ACTIONS TO TAKE:
- 1) In the thread on compressing YAML, what library does the first answer suggest for getting the data back on the client side?
- 2) Summarize the thread on compressing YAML in two sentences.
- 3) Return the part of the thread on compressing YAML from "You could use" to "the JS part.".

GIVEN PASSAGE:
25

I have a web application(ruby on rails) that sends some YAML as the value of a hidden input field.

Now I want to reduce the size of the text that is sent across to the browser. What is the most efficient form of lossless compression that would send across minimal data? I'm ok to incur additional cost of compression and decompression at the server side.

gnarsi
  • 369
  • 1
  • 3
  • 8

2 Answers2

66

You could use the zlib implementation in the ruby core to in/de-flate data:

require "zlib"
data = "some long yaml string" * 100
compressed_data = Zlib::Deflate.deflate(data)
#=> "x\x9C+\xCE\xCFMU\xC8\xC9\xCFKW\xA8L\xCC\xCDQ(.)\xCA\xCCK/\x1E\x15\x1C\x15\x1C\x15\x1C\x15\x1C\x15\x1C\x15\x1C\x15\x1C\x15D\x15\x04\x00\xB3G%\xA6"

You should base64-encode the compressed data to make it printable:

require 'base64'
encoded_data = Base64.encode64 compressed_data
#=> "eJwrzs9NVcjJz0tXqEzMzVEoLinKzEsvHhUcFRwVHBUcFRwVHBUcFUQVBACz\nRyWm\n"

Later, on the client-side, you might use pako (a zlib port to javascript) to get your data back. This answer probably helps you with implementing the JS part.

To give you an idea on how effective this is, here are the sizes of the example strings:

data.size            # 2100
compressed_data.size #   48
encoded_data.size    #   66

Same thing goes vice-versa when compressing on the client and inflating on the server.

Zlib::Inflate.inflate(Base64.decode64(encoded_data))
#=> "some long yaml stringsome long yaml str ... (shortened, as the string is long :)

Disclaimer:

  • The ruby zlib implementation should be compatible with the pako implementation. But I have not tried it.
  • The numbers about string sizes are a little cheated. Zlib is really effective here, because the string repeats a lot. Real life data usually does not repeat as much.
Community
  • 1
  • 1
tessi
  • 13,313
  • 3
  • 38
  • 50
  • 3
    It seams I have down-voted this by accident few days ago as I don't recall doing it. If you please, make an edit so I can retract my accidental down-vote :( – Krule Sep 19 '16 at 08:34
  • 4
    @Krule thanks for being nice. First I wasn't sure if I find a useful update, but then I stumbled over pako which (it seems) is a far better zlib js library than zlib. So thanks for the reminder to look at my answer again, I could actually improve it :) – tessi Sep 19 '16 at 09:13
  • 7
    Please note that the output of `Zlib::Deflate.deflate` is not compatible with the format that the `gzip` command line utility generates and will not be accepted by `gunzip`, which expects some header data before the compressed content. If you want to read the output using `gunzip`, the following code will be useful: `Zlib::Deflate.new(nil, 31).deflate(data, Zlib::FINISH)` – Guss Oct 03 '16 at 09:18
  • 1
    that is very efficient due to the example data set, which duplicates the test many times, in other examples it is less efficient. – Ian Vaughan Nov 04 '17 at 23:25
0

If you are working on a Rails application, you can also use the ActiveSupport::Gzip wrapper that allows compression/decompression of strings with gzip.

SUPPLIED DATA:
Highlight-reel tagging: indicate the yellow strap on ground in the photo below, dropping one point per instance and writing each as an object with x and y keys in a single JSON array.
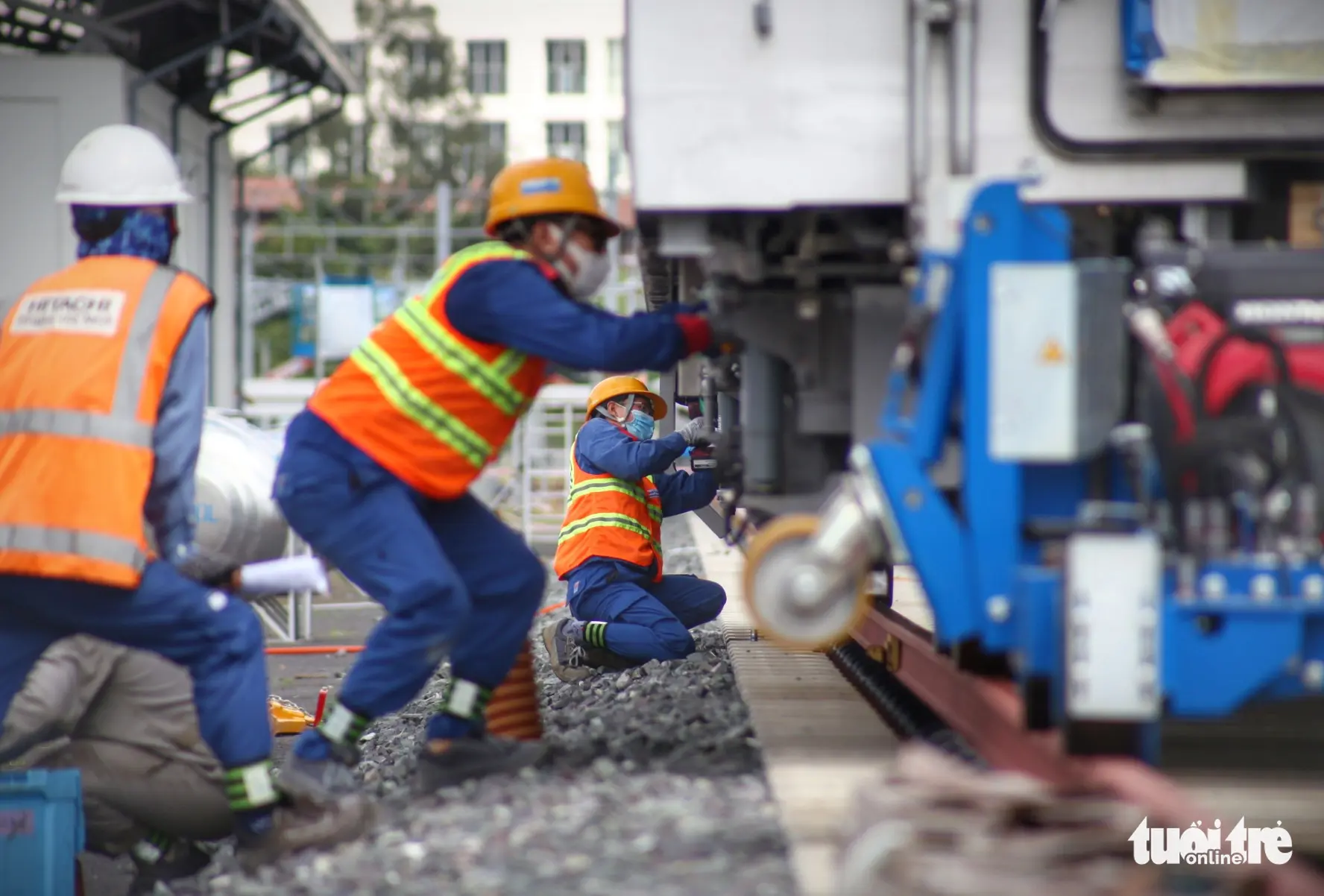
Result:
[{"x": 286, "y": 718}]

THE ANSWERS:
- 1) Pako, a zlib port to JavaScript.

- 2) A Rails developer wants to shrink the YAML sent as a hidden input field's value, and one answer recommends compressing it with Ruby's zlib, base64-encoding the result, and restoring it on the client with pako. That answer notes its size figures flatter zlib because the sample string repeats a lot, and a second answer points to the ActiveSupport::Gzip wrapper for Rails applications.

- 3)
You could use the zlib implementation in the ruby core to in/de-flate data:

require "zlib"
data = "some long yaml string" * 100
compressed_data = Zlib::Deflate.deflate(data)
#=> "x\x9C+\xCE\xCFMU\xC8\xC9\xCFKW\xA8L\xCC\xCDQ(.)\xCA\xCCK/\x1E\x15\x1C\x15\x1C\x15\x1C\x15\x1C\x15\x1C\x15\x1C\x15\x1C\x15D\x15\x04\x00\xB3G%\xA6"

You should base64-encode the compressed data to make it printable:

require 'base64'
encoded_data = Base64.encode64 compressed_data
#=> "eJwrzs9NVcjJz0tXqEzMzVEoLinKzEsvHhUcFRwVHBUcFRwVHBUcFUQVBACz\nRyWm\n"

Later, on the client-side, you might use pako (a zlib port to javascript) to get your data back. This answer probably helps you with implementing the JS part.